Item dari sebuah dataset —

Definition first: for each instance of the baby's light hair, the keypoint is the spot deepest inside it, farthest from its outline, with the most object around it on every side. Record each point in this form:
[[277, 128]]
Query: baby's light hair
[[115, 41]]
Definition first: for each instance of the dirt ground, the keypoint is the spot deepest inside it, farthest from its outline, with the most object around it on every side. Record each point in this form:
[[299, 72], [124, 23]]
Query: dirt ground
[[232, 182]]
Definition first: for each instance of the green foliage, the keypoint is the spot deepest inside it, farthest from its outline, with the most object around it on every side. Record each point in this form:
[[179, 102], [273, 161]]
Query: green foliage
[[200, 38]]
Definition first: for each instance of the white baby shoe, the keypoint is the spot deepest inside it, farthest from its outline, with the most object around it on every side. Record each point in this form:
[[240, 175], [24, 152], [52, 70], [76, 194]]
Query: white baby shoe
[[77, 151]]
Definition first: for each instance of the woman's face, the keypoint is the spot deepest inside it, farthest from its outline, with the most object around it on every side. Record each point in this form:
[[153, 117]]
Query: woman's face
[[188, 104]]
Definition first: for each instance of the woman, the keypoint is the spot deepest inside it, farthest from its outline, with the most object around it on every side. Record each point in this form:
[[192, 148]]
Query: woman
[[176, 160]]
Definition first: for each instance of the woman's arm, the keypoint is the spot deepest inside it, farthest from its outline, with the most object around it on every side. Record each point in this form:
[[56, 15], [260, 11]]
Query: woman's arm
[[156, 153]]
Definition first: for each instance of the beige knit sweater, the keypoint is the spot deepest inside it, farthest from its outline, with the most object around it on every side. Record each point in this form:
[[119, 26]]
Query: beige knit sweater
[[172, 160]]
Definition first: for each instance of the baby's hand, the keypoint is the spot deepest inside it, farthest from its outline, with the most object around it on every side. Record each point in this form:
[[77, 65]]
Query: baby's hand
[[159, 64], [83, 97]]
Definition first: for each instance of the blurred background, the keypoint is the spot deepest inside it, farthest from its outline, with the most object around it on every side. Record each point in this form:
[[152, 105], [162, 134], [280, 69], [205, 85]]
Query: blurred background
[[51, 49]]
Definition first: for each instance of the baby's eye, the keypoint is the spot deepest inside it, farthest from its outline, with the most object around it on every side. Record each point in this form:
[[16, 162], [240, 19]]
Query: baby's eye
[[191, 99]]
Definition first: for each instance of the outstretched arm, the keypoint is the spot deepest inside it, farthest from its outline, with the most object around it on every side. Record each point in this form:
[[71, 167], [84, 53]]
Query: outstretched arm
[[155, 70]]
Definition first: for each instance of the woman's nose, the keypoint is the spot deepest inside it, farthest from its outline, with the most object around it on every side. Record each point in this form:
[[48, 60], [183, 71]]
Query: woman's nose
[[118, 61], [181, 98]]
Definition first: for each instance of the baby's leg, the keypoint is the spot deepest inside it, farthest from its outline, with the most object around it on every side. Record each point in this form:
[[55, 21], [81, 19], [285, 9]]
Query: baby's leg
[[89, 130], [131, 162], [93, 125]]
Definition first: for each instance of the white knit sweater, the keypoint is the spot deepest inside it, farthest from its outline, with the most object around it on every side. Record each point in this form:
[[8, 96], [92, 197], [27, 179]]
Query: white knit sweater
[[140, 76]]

TUGAS ANDA — Tolong sajikan dalam tabel Markdown semua baris dari baris yang memuat "Definition first: for each instance of the white knit" sampai dan termasuk baris terakhir daftar, tanpa baris kosong. Beri tabel itu dua kolom, yaitu "Nomor" untuk nomor urut dan "Baris" untuk teks barisnya.

JAWABAN TUGAS —
| Nomor | Baris |
|---|---|
| 1 | Definition first: for each instance of the white knit sweater, the keypoint is the spot deepest inside it, farthest from its outline, with the most object around it on every side. Record each point in this form: |
| 2 | [[8, 96], [92, 197], [27, 179]] |
| 3 | Query: white knit sweater |
| 4 | [[140, 76]] |